Exercise details: Exactly repeat all the records below, omitting the images they hold.

Stored entries:
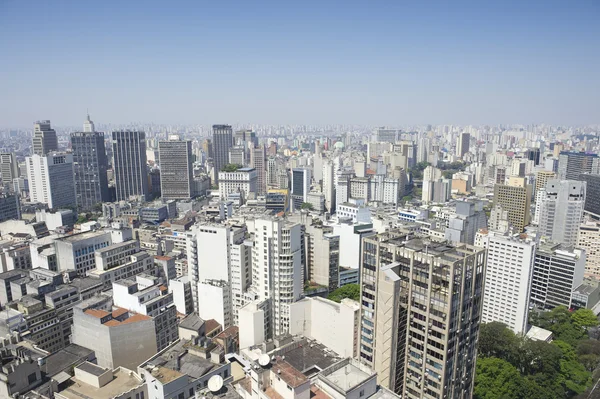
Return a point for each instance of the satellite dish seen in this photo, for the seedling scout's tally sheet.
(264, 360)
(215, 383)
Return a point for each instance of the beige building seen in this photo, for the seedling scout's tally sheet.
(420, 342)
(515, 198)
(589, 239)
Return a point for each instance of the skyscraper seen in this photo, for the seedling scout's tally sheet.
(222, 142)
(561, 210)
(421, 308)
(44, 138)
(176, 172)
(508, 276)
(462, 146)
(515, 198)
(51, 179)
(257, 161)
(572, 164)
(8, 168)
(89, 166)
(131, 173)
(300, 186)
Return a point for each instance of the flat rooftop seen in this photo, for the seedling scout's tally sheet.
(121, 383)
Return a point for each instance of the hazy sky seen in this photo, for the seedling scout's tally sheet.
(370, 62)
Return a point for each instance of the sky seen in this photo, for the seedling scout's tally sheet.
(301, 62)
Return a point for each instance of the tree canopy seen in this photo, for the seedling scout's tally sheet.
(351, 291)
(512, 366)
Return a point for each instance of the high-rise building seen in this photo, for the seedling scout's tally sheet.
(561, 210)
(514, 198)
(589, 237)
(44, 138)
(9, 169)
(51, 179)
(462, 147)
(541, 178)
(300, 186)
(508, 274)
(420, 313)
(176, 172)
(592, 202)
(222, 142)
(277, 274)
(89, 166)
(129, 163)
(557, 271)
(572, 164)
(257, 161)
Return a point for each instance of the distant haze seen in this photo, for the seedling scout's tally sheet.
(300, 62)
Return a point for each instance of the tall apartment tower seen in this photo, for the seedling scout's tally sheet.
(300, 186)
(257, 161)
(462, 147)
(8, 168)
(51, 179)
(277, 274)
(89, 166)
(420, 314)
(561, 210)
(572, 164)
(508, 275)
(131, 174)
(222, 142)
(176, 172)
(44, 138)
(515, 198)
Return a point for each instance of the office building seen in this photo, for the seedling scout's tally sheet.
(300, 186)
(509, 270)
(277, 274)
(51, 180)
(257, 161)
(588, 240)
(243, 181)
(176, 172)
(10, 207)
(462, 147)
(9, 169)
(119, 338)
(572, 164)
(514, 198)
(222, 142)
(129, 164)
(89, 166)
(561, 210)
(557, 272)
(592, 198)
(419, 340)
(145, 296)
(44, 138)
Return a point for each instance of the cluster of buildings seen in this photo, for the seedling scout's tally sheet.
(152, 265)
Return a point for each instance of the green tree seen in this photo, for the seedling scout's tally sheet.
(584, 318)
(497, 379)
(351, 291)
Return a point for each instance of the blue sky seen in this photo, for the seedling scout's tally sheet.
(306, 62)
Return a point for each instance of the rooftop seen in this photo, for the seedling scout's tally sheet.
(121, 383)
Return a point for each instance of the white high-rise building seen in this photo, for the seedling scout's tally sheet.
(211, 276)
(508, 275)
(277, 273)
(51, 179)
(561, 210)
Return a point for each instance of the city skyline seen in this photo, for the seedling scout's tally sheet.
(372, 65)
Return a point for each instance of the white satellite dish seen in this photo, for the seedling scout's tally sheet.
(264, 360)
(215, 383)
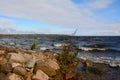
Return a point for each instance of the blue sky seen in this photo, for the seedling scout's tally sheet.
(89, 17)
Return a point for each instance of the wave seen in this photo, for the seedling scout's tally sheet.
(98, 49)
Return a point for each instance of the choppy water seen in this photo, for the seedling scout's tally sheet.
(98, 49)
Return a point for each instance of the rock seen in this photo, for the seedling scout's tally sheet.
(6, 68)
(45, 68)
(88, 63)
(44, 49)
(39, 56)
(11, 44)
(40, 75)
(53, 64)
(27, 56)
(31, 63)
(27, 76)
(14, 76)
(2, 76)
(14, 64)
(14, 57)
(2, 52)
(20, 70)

Answer for the task:
Return a point for each instance of the satellite dish seen in this photo, for the seedling scout's tally sheet.
(264, 360)
(215, 383)
Return a point for each instance of the beige building seen in this photo, for the seedling scout's tally sheet.
(420, 342)
(515, 198)
(589, 239)
Return a point for each instance of the skyscraper seen in this photo, for the seedling scout's tally sheet.
(222, 142)
(561, 210)
(421, 308)
(44, 138)
(176, 172)
(508, 276)
(462, 146)
(515, 198)
(51, 179)
(257, 161)
(572, 164)
(8, 168)
(89, 166)
(131, 173)
(300, 186)
Return a point for each instance of the flat rooftop seen in this photo, for the seedling scout's tally sheet.
(121, 383)
Return a point for each instance of the hazy sky seen in this photo, for the seedling scout's tally sheet.
(370, 62)
Return a point for each instance of the sky seen in this photo, for the seedling scout's tally sheet.
(301, 62)
Return a point for each instance of the tree canopy seen in this photo, for the seedling scout's tally sheet.
(351, 291)
(512, 366)
Return a point for each instance of the high-rise building seen in this photo, for the seedling scout's tally sheet.
(561, 210)
(514, 198)
(589, 237)
(44, 138)
(9, 169)
(51, 179)
(462, 147)
(541, 178)
(300, 186)
(508, 274)
(420, 313)
(176, 172)
(592, 202)
(222, 142)
(277, 274)
(89, 166)
(129, 163)
(557, 271)
(572, 164)
(257, 161)
Return a point for each instance of the distant haze seen in this photo, for the seedling scout's tally sheet.
(300, 62)
Return a point for each instance of the tall apartment tower seen in this photo, for the seedling scout's tally sheet.
(300, 186)
(257, 161)
(462, 147)
(8, 168)
(51, 179)
(277, 274)
(89, 166)
(420, 314)
(561, 210)
(572, 164)
(508, 275)
(131, 174)
(222, 142)
(176, 172)
(44, 138)
(515, 198)
Return a point for each instance of the office building seen in this photo, for the seedling scout's tally sheet.
(300, 186)
(509, 270)
(277, 274)
(51, 180)
(257, 161)
(588, 240)
(243, 181)
(176, 172)
(10, 207)
(462, 147)
(9, 169)
(119, 338)
(572, 164)
(514, 198)
(222, 142)
(129, 164)
(89, 166)
(561, 210)
(557, 272)
(592, 198)
(419, 340)
(145, 296)
(44, 138)
Return a point for each instance of the cluster of buildings seen in this photo, for the seedling scout's tally sheet.
(152, 265)
Return a point for each instance of the green tree seen in this photo, for the seedling scout's tally sheet.
(584, 318)
(497, 379)
(351, 291)
Return a point for each instance of the blue sky seen in this photo, for the seedling scout's tally sheet.
(306, 62)
Return a point for each instance of the rooftop seen in this photo, for the seedling scout's tally sheet.
(121, 383)
Return a point for each instance of the white high-rise building seen in this photo, for the seedling scout's tally sheet.
(211, 276)
(508, 275)
(277, 273)
(51, 179)
(561, 210)
Return a point for each instance of the city skyline seen in this photo, for the seedling scout's tally sheet.
(372, 65)
Return a point for each instance of the white satellite dish seen in this photo, for the seedling scout's tally sheet.
(264, 360)
(215, 383)
Return a point for each instance of the blue sky seen in this photo, for the seedling scout's tally sheet.
(89, 17)
Return a point for each instance of the wave seen in this photo, for the seedling scout's tally sheet.
(98, 49)
Return a point for each instance of the choppy water seen in this photo, for the seedling scout's tally sheet.
(98, 49)
Return a point for each instance of the rock seen in this photo, for the seedling scout's tally sheet.
(6, 68)
(45, 68)
(88, 63)
(44, 49)
(39, 56)
(11, 44)
(40, 75)
(53, 64)
(27, 56)
(31, 63)
(27, 76)
(14, 76)
(2, 76)
(14, 64)
(14, 57)
(2, 52)
(20, 70)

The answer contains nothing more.